_Given problem_
Starting at the line that contains "Note: for every instance of the billboard, put" and ending at the last line of the material, write those lines out again, requests included, with every point coordinate in the answers scaled by 1.95 and rounded to a whole number (halves go up). Leave the numbers in the requests and their format samples as they are.

_Supplied information_

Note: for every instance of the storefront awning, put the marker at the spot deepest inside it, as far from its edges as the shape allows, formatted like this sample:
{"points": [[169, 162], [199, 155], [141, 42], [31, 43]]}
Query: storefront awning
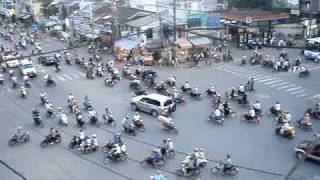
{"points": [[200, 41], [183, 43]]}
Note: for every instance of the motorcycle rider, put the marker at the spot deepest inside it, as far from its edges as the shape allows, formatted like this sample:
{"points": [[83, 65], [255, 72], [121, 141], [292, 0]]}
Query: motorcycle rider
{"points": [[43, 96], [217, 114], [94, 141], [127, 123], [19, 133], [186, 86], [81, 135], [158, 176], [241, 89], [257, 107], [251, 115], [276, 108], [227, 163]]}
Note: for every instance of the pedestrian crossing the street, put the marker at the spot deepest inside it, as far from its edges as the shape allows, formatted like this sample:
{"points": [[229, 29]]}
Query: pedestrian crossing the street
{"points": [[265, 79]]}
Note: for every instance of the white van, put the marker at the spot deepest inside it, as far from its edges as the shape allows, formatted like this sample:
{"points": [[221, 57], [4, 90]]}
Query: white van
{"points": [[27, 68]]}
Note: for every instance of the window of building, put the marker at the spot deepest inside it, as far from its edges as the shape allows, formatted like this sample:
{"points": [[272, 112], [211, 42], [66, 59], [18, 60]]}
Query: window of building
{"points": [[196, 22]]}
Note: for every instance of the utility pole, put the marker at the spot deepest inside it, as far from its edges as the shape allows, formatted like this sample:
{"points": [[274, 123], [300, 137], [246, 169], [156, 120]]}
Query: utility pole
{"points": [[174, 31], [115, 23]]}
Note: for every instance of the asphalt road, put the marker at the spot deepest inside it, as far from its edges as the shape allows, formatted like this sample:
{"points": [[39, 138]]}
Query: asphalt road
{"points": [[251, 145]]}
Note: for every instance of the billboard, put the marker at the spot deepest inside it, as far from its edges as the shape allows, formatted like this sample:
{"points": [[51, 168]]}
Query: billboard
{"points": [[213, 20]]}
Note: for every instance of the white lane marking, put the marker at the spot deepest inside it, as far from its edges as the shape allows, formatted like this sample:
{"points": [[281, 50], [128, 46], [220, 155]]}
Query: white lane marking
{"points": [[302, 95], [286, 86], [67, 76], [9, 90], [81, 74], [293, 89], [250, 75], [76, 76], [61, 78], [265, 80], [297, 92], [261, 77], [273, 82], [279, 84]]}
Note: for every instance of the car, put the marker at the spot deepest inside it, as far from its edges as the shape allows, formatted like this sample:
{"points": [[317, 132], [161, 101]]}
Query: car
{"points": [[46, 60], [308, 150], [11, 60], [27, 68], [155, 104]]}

_Output for this exercise_
Note: for every instance of the billboard, put the marker at the spot deepest inside it, as far from its edges as the shape allows, formatted like this sample:
{"points": [[51, 168]]}
Query: billboard
{"points": [[415, 39]]}
Note: for every instance of the white lane marking, put the marker at the spot deepest inside it, as far from its edges as the shape allows, formatted like this sample:
{"points": [[281, 50], [128, 46], [220, 155]]}
Query: white lane marking
{"points": [[589, 185], [558, 168], [131, 148], [18, 176], [158, 144], [571, 174], [488, 146], [148, 148], [119, 152], [517, 156], [579, 179], [509, 150], [532, 160], [544, 164]]}
Note: for every instance of the car, put the marker at the spot deepest inside it, as far from its edges as the shape allows, formatted like this sample:
{"points": [[317, 132], [161, 101]]}
Query: car
{"points": [[90, 117], [601, 293], [21, 117], [53, 133], [302, 203]]}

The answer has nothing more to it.